WORK INSTRUCTIONS: Output every entry exactly as written, skipping any pictures.

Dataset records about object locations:
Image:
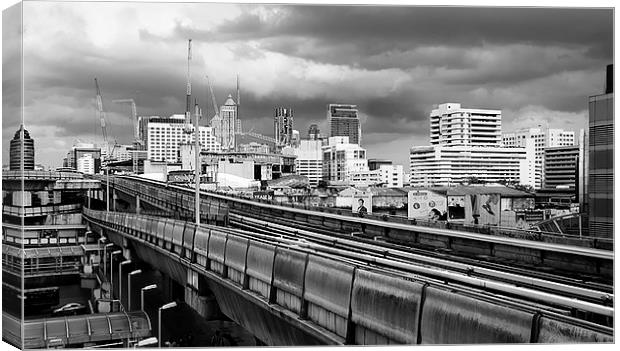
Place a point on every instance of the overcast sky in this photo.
(395, 63)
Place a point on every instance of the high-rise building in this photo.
(453, 125)
(313, 132)
(344, 121)
(561, 167)
(225, 124)
(341, 159)
(86, 164)
(166, 134)
(466, 143)
(21, 148)
(283, 126)
(309, 160)
(601, 161)
(542, 137)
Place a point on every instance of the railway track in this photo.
(552, 290)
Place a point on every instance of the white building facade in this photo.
(309, 161)
(166, 134)
(341, 159)
(86, 164)
(541, 138)
(466, 143)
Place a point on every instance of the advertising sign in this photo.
(426, 205)
(361, 200)
(482, 209)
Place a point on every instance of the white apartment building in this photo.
(166, 134)
(453, 125)
(541, 138)
(86, 164)
(467, 143)
(309, 161)
(341, 159)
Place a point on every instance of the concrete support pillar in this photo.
(114, 200)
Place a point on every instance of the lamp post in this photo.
(132, 273)
(148, 287)
(105, 258)
(120, 279)
(164, 307)
(117, 252)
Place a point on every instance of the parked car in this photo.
(71, 308)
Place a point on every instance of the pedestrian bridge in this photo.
(290, 294)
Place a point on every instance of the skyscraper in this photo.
(541, 137)
(344, 121)
(283, 126)
(313, 132)
(601, 161)
(466, 143)
(228, 124)
(21, 147)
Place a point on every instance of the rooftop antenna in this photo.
(188, 102)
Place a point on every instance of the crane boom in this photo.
(102, 118)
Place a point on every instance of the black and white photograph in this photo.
(202, 174)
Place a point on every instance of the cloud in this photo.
(395, 63)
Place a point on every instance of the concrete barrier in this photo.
(236, 249)
(556, 331)
(217, 250)
(452, 318)
(385, 309)
(260, 267)
(328, 293)
(288, 278)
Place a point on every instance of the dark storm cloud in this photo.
(374, 30)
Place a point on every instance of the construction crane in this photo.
(188, 114)
(136, 132)
(102, 119)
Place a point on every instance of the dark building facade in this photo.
(22, 137)
(283, 126)
(344, 121)
(601, 161)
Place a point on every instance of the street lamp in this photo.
(112, 270)
(132, 273)
(164, 307)
(105, 258)
(148, 287)
(120, 279)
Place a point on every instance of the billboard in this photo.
(482, 209)
(426, 205)
(361, 199)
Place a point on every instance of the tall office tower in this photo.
(561, 164)
(225, 134)
(21, 147)
(309, 161)
(453, 125)
(542, 137)
(601, 161)
(313, 132)
(343, 121)
(166, 134)
(341, 159)
(283, 126)
(467, 143)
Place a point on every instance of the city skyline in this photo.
(394, 63)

IN RESPONSE:
Image:
Place a point on every instance of the overcast sky in this photo.
(395, 63)
Place a point on every instance of the high-rise building in this photo.
(453, 125)
(313, 132)
(344, 121)
(561, 167)
(225, 124)
(341, 159)
(86, 164)
(166, 134)
(466, 143)
(21, 148)
(283, 126)
(309, 160)
(601, 161)
(542, 137)
Place a point on every instance of the railway track in this photo.
(552, 290)
Place a point on every instance of the white building facade in this photo.
(309, 161)
(166, 134)
(341, 159)
(86, 164)
(541, 138)
(466, 143)
Place a point on every instance of the advertising sign in this photo.
(426, 205)
(361, 200)
(482, 209)
Place a point on every instance of the white apartment building in this photo.
(166, 134)
(453, 125)
(541, 138)
(86, 164)
(467, 143)
(309, 161)
(341, 159)
Place a point on every instance of the concrete support pillar in this photo.
(114, 200)
Place a point on every instance of the lamp post in this photo.
(132, 273)
(148, 287)
(105, 258)
(120, 279)
(164, 307)
(117, 252)
Place a point on every instance of the parked car in this photo.
(71, 308)
Place a point on every instance of the pedestrian bridge in this photo.
(290, 294)
Place a point on every instance of the skyscraper in this photo.
(541, 137)
(344, 121)
(283, 126)
(313, 132)
(601, 161)
(466, 143)
(228, 124)
(21, 147)
Place a point on every instance of the rooftop antenna in this photo.
(188, 102)
Place a point on every instance of the crane boom in this photo.
(102, 118)
Place a point on every instance of the black and white photograph in this photo.
(202, 174)
Place a point on every instance of the cloud in this photo.
(395, 63)
Place a point on every instance of the concrete barrier in this photo.
(236, 249)
(556, 331)
(217, 250)
(452, 318)
(385, 309)
(260, 267)
(328, 293)
(288, 278)
Place a point on every instance of the dark storm cloud in this photo.
(374, 30)
Place a point on every instance of the construction crane in this photo.
(188, 114)
(136, 132)
(102, 119)
Place a point on every instance of the dark building facade in this photo.
(22, 137)
(283, 126)
(344, 121)
(601, 161)
Place a point on every instance of the street lamp in this photo.
(112, 270)
(132, 273)
(164, 307)
(105, 258)
(148, 287)
(120, 279)
Place a point on every instance of the billboard in this photo.
(482, 209)
(426, 205)
(361, 199)
Place a point on every instance of the tall office tower in this photo.
(561, 164)
(225, 134)
(21, 147)
(309, 161)
(453, 125)
(542, 137)
(601, 161)
(313, 132)
(343, 121)
(166, 134)
(341, 159)
(283, 126)
(467, 143)
Place a point on every instance of the city skyline in this photo.
(394, 63)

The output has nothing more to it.